[REQUIRED ACTIONS]:
(A) In the kaolinite study excerpt, write out the part that opens with the words containing "From the XRD" and closes with "in this study.", replacing "background" with "baseline".
(B) Answer these questions from the kaolinite study excerpt:
(i) What concentration of HCl was used to wash the sodalite-kaolinite residue?
(ii) What was the kaolinite content in all the samples?
(iii) Which sample was the most ordered?

** Start of DOCUMENT SECTION **

One of the sodalite-kaolinite residues was selected to study further the residual kaolinite that was not dissolved during the 72-h NaOH dissolution experiment. The sodalite-kaolinite residues from the dissolution of kao-01 were chosen because the amount of residual kaolinite was adequate and mica was absent, as in kao-5. The residue was washed in 1 M HCl for 30 min followed by twice washing in DI water and centrifugation. The HCl washing was used to dissolve sodalite and amorphous phases while the DI washing rid the matrix of the dissolved Al and Si. The resulting residue corresponded to the kaolinite phase that was less reactive to NaOH dissolution. SEM images and an FTIR spectrum of the less-reactive residue were acquired. The intercalation experiment was repeated on the ‘less reactive’ kaolinite phase to investigate the binding strength of the layers.

Results

Kaolinite Sample Properties

From the XRD patterns of the 1–2 μm fraction of the five kaolinites (Fig. 3), the extent of structural disorder followed the trend: kao-05 > kao-huber > kao-02 > kao-01 > kao-03. The less disordered samples had well resolved peaks and a low background of between 4.46 and 3.58 Å compared to the highly disordered samples. The kaolinite content in all the samples was >95% and the crystallite size (00l) ranged from 41 to 71 nm based on XRD peak fitting (Table 1). All the samples had a similar chemistry (Fig. 4a), similar particle-size distribution (Fig. 4b), and contained a small amount of accessory minerals (anatase and mica) (Table 1, Fig. 3). These analyses indicated that the particle size and chemistry of the samples could be regarded as similar and should have similar effects on the reactivities in the intercalation and dissolution in this study.

Fig. 3. XRD patterns of the 1–2 μm fraction of the kaolinites tested

Table 1 The Hinckley Index (HI), the proportion of minerals, and the dissolution of the 1–2 μm fraction of five kaolinites

*= along 00l; nd not detected, nt not tested

Fig. 4. a The EDS spectra and b normalized (volume = 0 to 1) particle-size distributions of the 1–2 μm kaolinite fractions

Effect of Disordering in Kaolinite on the Rate of Intercalation by CH3COOK

As intercalation progressed, the kaolinite 7.16 Å reflection decreased in intensity while the reflection at ~14 Å of the kaolinite-CH3COOK became more intense (Fig. 5a). The latter peak was due to the increase in the interlayer spacing as the CH3COOK molecules accrued in the interlayer of kaolinite. In the first 6 h of the intercalation experiment, the samples with a low degree of structural disorder intercalated more quickly than samples with a higher degree of disorder; the most ordered sample (kao-03) intercalated twice as much as the most disordered (kao-05) sample (Fig. 5b). By the end of the experiment, samples with the lowest extent of disordering recorded the greatest degree of intercalation (Fig. 5b).

** End of DOCUMENT SECTION **
** Start of SUPPLIED DATA **

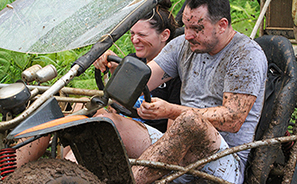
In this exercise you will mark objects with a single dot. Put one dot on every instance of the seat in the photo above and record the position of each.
(280, 101)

** End of SUPPLIED DATA **

[ANSWERS BY TASK]:
(A)
From the XRD patterns of the 1–2 μm fraction of the five kaolinites (Fig. 3), the extent of structural disorder followed the trend: kao-05 > kao-huber > kao-02 > kao-01 > kao-03. The less disordered samples had well resolved peaks and a low baseline of between 4.46 and 3.58 Å compared to the highly disordered samples. The kaolinite content in all the samples was >95% and the crystallite size (00l) ranged from 41 to 71 nm based on XRD peak fitting (Table 1). All the samples had a similar chemistry (Fig. 4a), similar particle-size distribution (Fig. 4b), and contained a small amount of accessory minerals (anatase and mica) (Table 1, Fig. 3). These analyses indicated that the particle size and chemistry of the samples could be regarded as similar and should have similar effects on the reactivities in the intercalation and dissolution in this study.

(B)
(i) 1 M
(ii) Greater than 95%
(iii) kao-03